§ PROBLEM STATEMENT
Output every entry exactly as written, but omit the pictures.

>> BEGIN

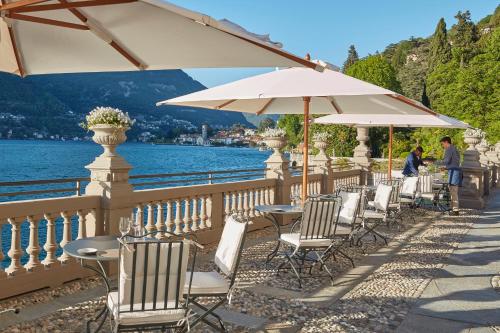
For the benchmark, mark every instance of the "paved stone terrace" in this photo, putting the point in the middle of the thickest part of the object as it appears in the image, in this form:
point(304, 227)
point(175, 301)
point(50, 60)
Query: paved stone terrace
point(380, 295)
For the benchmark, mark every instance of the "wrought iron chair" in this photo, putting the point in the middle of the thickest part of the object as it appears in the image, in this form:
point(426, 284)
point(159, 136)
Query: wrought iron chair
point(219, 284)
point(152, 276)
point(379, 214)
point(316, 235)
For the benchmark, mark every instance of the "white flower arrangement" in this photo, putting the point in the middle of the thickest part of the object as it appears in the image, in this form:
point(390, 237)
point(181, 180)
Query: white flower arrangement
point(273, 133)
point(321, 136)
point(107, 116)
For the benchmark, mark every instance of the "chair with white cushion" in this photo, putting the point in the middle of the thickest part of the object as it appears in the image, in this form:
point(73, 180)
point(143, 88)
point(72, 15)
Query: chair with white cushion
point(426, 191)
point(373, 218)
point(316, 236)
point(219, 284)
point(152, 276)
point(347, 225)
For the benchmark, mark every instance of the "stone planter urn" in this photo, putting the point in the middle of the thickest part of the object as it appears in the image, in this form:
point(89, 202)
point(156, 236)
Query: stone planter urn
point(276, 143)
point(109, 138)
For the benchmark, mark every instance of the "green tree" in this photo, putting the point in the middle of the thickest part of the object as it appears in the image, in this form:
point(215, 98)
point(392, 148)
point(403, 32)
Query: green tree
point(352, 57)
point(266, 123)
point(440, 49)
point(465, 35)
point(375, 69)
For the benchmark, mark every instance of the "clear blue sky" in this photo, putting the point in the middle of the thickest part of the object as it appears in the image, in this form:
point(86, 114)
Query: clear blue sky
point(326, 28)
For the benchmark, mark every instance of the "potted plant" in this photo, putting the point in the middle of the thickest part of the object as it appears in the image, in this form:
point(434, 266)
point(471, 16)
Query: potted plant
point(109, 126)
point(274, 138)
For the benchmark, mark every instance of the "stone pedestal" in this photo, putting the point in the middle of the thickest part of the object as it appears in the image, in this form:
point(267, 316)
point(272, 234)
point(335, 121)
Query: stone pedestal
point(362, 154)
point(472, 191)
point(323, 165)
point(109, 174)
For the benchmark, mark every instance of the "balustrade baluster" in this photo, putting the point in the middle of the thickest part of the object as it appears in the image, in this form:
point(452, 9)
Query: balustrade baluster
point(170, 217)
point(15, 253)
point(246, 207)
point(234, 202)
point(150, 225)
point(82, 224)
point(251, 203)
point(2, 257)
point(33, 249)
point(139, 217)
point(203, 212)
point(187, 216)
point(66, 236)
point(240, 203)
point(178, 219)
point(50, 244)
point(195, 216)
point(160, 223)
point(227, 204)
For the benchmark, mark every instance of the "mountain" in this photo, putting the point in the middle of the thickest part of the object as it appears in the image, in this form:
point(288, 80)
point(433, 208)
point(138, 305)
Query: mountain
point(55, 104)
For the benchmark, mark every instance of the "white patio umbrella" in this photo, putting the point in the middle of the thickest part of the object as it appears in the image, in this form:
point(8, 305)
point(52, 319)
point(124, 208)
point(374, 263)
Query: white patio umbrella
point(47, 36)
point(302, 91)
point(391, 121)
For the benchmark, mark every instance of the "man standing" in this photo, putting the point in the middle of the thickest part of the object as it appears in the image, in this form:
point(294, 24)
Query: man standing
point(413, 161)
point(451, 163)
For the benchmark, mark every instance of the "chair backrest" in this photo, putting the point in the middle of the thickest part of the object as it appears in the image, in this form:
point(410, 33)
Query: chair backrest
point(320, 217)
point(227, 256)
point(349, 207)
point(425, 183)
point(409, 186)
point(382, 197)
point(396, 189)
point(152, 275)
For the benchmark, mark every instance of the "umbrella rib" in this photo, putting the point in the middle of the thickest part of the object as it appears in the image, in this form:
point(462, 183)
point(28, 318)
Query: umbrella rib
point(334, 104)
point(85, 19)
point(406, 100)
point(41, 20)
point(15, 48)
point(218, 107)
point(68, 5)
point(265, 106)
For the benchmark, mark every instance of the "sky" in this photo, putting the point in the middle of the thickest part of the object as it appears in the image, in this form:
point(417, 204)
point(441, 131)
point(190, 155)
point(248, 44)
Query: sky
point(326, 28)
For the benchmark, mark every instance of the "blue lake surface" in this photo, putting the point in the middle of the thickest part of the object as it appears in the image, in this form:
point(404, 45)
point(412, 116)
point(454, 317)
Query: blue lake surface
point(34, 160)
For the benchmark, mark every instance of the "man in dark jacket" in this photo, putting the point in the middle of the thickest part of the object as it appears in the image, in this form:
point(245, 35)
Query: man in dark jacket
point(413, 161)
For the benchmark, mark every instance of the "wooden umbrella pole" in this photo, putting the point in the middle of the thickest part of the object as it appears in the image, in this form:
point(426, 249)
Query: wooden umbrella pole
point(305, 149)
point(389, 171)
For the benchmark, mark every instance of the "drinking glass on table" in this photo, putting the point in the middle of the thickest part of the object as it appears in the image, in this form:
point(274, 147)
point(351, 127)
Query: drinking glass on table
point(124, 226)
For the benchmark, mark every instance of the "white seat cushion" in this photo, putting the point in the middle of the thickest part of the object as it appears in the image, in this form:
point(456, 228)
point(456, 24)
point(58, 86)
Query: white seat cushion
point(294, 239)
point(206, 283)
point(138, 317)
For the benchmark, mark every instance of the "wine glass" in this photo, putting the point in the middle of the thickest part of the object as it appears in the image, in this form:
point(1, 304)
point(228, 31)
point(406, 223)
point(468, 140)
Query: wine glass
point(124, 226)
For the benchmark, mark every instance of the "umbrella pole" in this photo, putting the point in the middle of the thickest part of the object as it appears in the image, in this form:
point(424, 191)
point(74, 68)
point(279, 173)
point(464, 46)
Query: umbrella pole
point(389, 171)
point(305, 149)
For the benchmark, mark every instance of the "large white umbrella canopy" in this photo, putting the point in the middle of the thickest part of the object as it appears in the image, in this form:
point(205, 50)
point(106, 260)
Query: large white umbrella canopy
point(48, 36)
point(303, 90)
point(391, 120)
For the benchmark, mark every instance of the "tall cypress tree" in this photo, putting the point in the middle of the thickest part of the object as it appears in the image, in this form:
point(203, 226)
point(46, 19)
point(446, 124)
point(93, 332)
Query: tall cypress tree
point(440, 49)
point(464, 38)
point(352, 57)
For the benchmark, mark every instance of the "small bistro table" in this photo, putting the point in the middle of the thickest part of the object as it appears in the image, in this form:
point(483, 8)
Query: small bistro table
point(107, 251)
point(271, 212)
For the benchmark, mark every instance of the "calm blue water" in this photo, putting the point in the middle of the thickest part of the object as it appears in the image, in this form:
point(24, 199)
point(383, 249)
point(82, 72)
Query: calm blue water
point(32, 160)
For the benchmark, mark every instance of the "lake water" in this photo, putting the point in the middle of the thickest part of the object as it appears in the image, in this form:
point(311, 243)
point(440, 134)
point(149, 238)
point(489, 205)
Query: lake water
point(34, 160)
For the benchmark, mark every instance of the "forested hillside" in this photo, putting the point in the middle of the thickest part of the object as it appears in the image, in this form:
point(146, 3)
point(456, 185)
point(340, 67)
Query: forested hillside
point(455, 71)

>> END

§ RESPONSE TO THIS EXERCISE
For the benchmark, mark every instance of the "paved stone terrace" in this photo, putting the point in the middle of the thickest part of the object as it appears in the image, in this form:
point(304, 227)
point(175, 301)
point(50, 60)
Query: paved stone terrace
point(380, 295)
For the benchmark, mark every instance of the "wrought iron chair" in this photo, putting the point in the middle of the thickest part of the object as it appears in the image, in this form:
point(426, 284)
point(159, 136)
Query: wrought iron chair
point(219, 284)
point(152, 276)
point(379, 214)
point(316, 235)
For the benchmark, mark every instance of the "white flower arrangement" in this photo, putting the point in the middle of the thickest part of the object as it appears in the image, in this form:
point(390, 237)
point(181, 180)
Query: white flower arrangement
point(273, 133)
point(321, 136)
point(107, 116)
For the benchmark, mark every instance of the "chair with white cushion" in this photo, putting the point in the middle of the thickest part of the object as it appears in the image, in this form:
point(73, 180)
point(143, 88)
point(72, 15)
Query: chair with white cushion
point(426, 191)
point(373, 218)
point(316, 236)
point(219, 284)
point(152, 276)
point(347, 225)
For the benchmark, mark every instance of the "stone planter urn" in this photo, putting the point in the middle of the thickest part of the object as it appears in the image, in this form:
point(89, 202)
point(156, 236)
Query: stone planter urn
point(276, 143)
point(109, 138)
For the benchmark, mark every instance of the "green tree" in this photo, putting the point in the middle of the thickest part of the object as it appears in the image, in this form:
point(215, 98)
point(392, 148)
point(403, 32)
Query: green tree
point(352, 57)
point(266, 123)
point(440, 49)
point(465, 35)
point(375, 69)
For the benchmark, mark every instance of the "clear blue sky" in this photo, putting the point in the middle of the thickest part of the object as it appears in the image, in this form:
point(86, 114)
Query: clear blue sky
point(326, 28)
For the benchmark, mark every instance of the "potted plant" in this photo, putting the point in the middle of the thickest part of the object as it appears in the image, in this form:
point(434, 266)
point(471, 16)
Query: potted plant
point(109, 126)
point(274, 138)
For the benchmark, mark every instance of the "stone pedestal" in this photo, putting the point in the middle of the thickest part of the object as it appears in the image, in this form:
point(267, 316)
point(272, 234)
point(335, 121)
Query: stone pedestal
point(362, 154)
point(472, 191)
point(323, 165)
point(109, 174)
For the benchmark, mark every instance of the "balustrade baluster" in this photo, putting the point in the middle of the thickest part of the object as it appears in the image, in this form:
point(452, 9)
Query: balustrade baluster
point(170, 217)
point(15, 253)
point(246, 207)
point(234, 202)
point(150, 225)
point(82, 224)
point(251, 203)
point(2, 257)
point(33, 249)
point(139, 217)
point(203, 212)
point(187, 216)
point(66, 236)
point(240, 203)
point(178, 219)
point(50, 244)
point(195, 216)
point(160, 223)
point(227, 204)
For the benchmark, mark every instance of the "mountain" in this photo, putting the point in the middle of the thickest part of the object as it appears in the image, in this form:
point(288, 80)
point(433, 208)
point(138, 305)
Query: mountain
point(55, 104)
For the benchmark, mark every instance of the "white patio umbrella" in this photo, putting the point in the middle of the thickest part of the object as it appears in the image, in this form:
point(8, 305)
point(52, 319)
point(124, 208)
point(374, 263)
Query: white patio umbrella
point(47, 36)
point(302, 91)
point(391, 121)
For the benchmark, mark every instance of the "man standing" in this photo, putting the point in the middle of the thickest part of the object as it appears in the image, in this form:
point(294, 24)
Query: man standing
point(413, 161)
point(451, 163)
For the benchmark, mark every instance of the "chair backrest" in this photo, putting the point in the middle of the thickest part of the object as it appears in the image, in this form:
point(410, 33)
Query: chair backrest
point(320, 217)
point(227, 256)
point(349, 207)
point(425, 183)
point(409, 186)
point(382, 197)
point(396, 189)
point(152, 275)
For the benchmark, mark every instance of the "umbrella rib" in this photo, putting the point in the middle of the thickest part of the object as it appears in the image, in this form:
point(462, 183)
point(28, 318)
Query: umbrella rib
point(334, 104)
point(85, 19)
point(406, 100)
point(41, 20)
point(15, 48)
point(218, 107)
point(68, 5)
point(265, 106)
For the benchmark, mark every instance of the "sky" in this photo, putting the point in the middle of the thickest part of the object as it appears in the image, in this form:
point(417, 204)
point(441, 131)
point(190, 155)
point(248, 44)
Query: sky
point(326, 28)
For the benchmark, mark every instance of the "blue lake surface" in this photo, putting the point in the middle of the thickest part of the object as it appears in the image, in this form:
point(404, 45)
point(412, 116)
point(454, 317)
Query: blue lake surface
point(34, 160)
For the benchmark, mark every instance of the "man in dark jacket" in this photo, putting the point in the middle of the thickest part of the object as it appears in the image, in this form:
point(245, 35)
Query: man in dark jacket
point(413, 161)
For the benchmark, mark every instance of the "wooden umbrella pole" in this photo, putting the point in the middle of the thickest part of the object as it appears in the image, in this form:
point(426, 249)
Query: wooden umbrella pole
point(305, 149)
point(389, 171)
For the benchmark, mark every instance of the "drinking glass on table" in this photo, putting the point in the middle of the thickest part of the object as it appears in the image, in this form:
point(274, 147)
point(351, 127)
Query: drinking glass on table
point(124, 226)
For the benchmark, mark every instance of the "white seat cushion" in this photo, putting the point in the middle of the thickest part of the object as it appears in the image, in this form:
point(456, 228)
point(456, 24)
point(58, 86)
Query: white seat cushion
point(294, 239)
point(206, 283)
point(138, 317)
For the benchmark, mark every instance of the "wine glass" in this photo, putting the point in the middle of the thickest part of the object as it appears in the image, in this form:
point(1, 304)
point(228, 31)
point(406, 223)
point(468, 140)
Query: wine glass
point(124, 226)
For the benchmark, mark every instance of the "umbrella pole" in this photo, putting the point in the middle of the thickest part of the object as it appears in the image, in this form:
point(424, 191)
point(74, 68)
point(279, 173)
point(464, 46)
Query: umbrella pole
point(389, 171)
point(305, 149)
For the benchmark, mark every instance of the "large white umbrella canopy" in this photo, putting the point in the middle of the thickest part of the object as it appears in the image, in this form:
point(205, 50)
point(106, 260)
Query: large white umbrella canopy
point(48, 36)
point(303, 90)
point(391, 120)
For the benchmark, mark every instance of the "tall cypress tree" in this photo, putting the point in the middle of the thickest part of the object as it appears in the image, in this form:
point(203, 226)
point(46, 19)
point(446, 124)
point(93, 332)
Query: tall cypress tree
point(440, 49)
point(464, 38)
point(352, 57)
For the benchmark, mark every instance of the "small bistro table" in this photo, putting the point in the middle of the thickest part of the object as it appears in the image, in this form:
point(483, 8)
Query: small bistro table
point(107, 251)
point(271, 212)
For the benchmark, mark every instance of the "calm blue water" in this photo, putting the point in the middle of the thickest part of the object as it appears in the image, in this form:
point(24, 199)
point(383, 249)
point(82, 72)
Query: calm blue water
point(32, 160)
For the benchmark, mark every instance of the "lake water" in this photo, putting the point in the middle of the thickest part of the object as it appears in the image, in this form:
point(311, 243)
point(440, 134)
point(149, 238)
point(489, 205)
Query: lake water
point(34, 160)
For the benchmark, mark every instance of the "forested hillside" in this photo, putting the point in the middle of the thickest part of the object as it appears in the image, in this form:
point(146, 3)
point(456, 185)
point(340, 67)
Query: forested hillside
point(455, 71)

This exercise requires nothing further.